— Provided passage —
● ● ● ●

I don’t remember his answer exactly, but it was clearly polite, designed to protect me.

“No,” I said, “How are you?”

He exploded in anger. “Oh, I can’t go there.”

He apologized for his outburst, but that kind of set the stage for our relationship over the following year. I spoke with him one other time, and he was angry with me then, too. I suspect that the awkwardness between us was born in the context of our initial friendship—a time of facing death head on.

I don’t think George was ready for that. And I could never find a way to meet him authentically while I was acutely feeling the prospect of losing him.

Finally, late this last summer, the chasm began to be bridged. But I was still on the periphery of his life. That felt peculiar to me, because of the intimacy we had had over the years.

It pained me. I feared that I had misread our relationship over the years—a fear that spilled over from the final year of my mother’s life.

George weighed heavily on my mind and heart. Then I remembered the story he had told me about being on the cable car, and wrote a draft of a poem that came out of that memory.

When I spoke to him the Friday before Thanksgiving, he seemed like the George I had known over the years. Whatever shield he had put up to cope with his illness and impending death had come down, as had my fear of misinterpreting our relationship.

We found a project to work on together—preparing for publication the blog he had posted that tracked his journey from diagnosis to search for wellness to acceptance that he would not recover from the illness to his preparation for death.

I prepared a design for the publication and sent it to him. The next time we talked, it was clear that he was starting to drift. “I know I haven’t been there for you, Karen,” he said.

I assured him that he had always been there for me.

It occurred to me that in this brief exchange, we had acknowledged the distance that had occurred between us and that it didn’t matter. What mattered was the connection, and that distance had not broken it, only covered it in the fog of everyday living.

● ● ● ●

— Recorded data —
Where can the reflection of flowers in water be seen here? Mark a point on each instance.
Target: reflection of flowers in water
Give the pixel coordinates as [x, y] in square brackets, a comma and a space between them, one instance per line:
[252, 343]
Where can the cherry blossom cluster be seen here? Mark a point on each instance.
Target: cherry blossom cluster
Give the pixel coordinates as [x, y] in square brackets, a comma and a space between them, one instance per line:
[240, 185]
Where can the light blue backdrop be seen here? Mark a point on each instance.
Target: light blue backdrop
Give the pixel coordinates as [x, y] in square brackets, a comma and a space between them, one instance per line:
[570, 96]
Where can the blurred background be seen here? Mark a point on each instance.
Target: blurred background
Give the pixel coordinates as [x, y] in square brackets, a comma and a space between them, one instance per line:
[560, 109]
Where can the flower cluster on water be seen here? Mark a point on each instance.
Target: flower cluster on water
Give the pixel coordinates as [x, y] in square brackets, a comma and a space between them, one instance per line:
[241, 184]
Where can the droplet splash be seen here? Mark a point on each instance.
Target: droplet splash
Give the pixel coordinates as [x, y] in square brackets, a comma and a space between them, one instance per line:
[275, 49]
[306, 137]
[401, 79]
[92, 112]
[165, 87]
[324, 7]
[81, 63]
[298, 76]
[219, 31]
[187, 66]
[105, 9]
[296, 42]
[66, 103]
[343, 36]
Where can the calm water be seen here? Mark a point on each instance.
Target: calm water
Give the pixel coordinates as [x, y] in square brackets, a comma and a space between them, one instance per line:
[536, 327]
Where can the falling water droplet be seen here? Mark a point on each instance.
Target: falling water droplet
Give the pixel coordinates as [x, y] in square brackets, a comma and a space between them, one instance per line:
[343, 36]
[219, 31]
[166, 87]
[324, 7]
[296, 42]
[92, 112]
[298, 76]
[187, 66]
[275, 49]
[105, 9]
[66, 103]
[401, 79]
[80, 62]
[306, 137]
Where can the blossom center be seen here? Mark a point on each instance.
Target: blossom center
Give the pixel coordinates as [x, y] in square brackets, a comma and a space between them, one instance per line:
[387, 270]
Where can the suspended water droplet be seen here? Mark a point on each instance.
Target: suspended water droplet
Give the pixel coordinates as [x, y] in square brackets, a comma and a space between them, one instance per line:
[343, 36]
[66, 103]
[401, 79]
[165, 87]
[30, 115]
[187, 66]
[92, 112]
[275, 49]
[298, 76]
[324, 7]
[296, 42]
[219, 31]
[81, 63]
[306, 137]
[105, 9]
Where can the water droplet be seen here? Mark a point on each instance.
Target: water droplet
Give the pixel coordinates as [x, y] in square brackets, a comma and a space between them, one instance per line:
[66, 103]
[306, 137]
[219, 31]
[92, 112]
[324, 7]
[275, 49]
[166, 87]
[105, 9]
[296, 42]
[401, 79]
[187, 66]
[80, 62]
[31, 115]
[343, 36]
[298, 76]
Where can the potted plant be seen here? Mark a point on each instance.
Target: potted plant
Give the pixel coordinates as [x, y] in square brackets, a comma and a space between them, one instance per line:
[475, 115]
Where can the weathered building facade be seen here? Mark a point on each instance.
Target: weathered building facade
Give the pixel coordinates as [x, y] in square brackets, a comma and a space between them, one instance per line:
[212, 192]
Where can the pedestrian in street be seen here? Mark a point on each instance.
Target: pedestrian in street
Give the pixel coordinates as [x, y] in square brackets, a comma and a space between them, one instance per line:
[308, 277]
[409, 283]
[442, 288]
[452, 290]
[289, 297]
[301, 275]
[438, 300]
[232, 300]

● ● ● ●

— Complete the following —
a) In the passage about George, on what day did the narrator speak with him and find him once again like the George known over the years?
b) Continue the passage about George, starting after its final sentence.

— Results of the tasks —
a) The Friday before Thanksgiving.

b)
I don’t regret the distance—our lives just took us in directions that created the fog. We each had to pay attention to what our lives demanded.

Maitri was home to George in his final days. His request was that following his death, he lie in repose there for three days. His request was based, as far as I know, on several traditions that believe that the soul stays connected to the body for three days after death.

I received the call about George’s passing on Thursday evening as we were having dinner with our friend, Rob. He had come over for dinner and to play music with Tom. The two (Tom on piano, Rob on saxaphone) played for me, their music carrying me through the first shock of grief and loss.

I woke on Friday and knew that it was important for me to sit with George.

The staff had prepared his body, washing it with water scented with cinnamon and vanilla. He looked very natural lying in the bed, a soft green comforter covering him. His mouth, as rigor set in, had formed the beginning of a smile. He looked as if he was at peace with himself.

Others had come to sit with him as well. As we spoke, I kept expecting him to open his eyes and join us, felt that in many ways he was there with us.

I will miss George. I want more. I want more of those times that George and I talked on the phone, met over dinner, went to the symphony together. We came away each time energized, with new insights about the course of our lives.

I want more.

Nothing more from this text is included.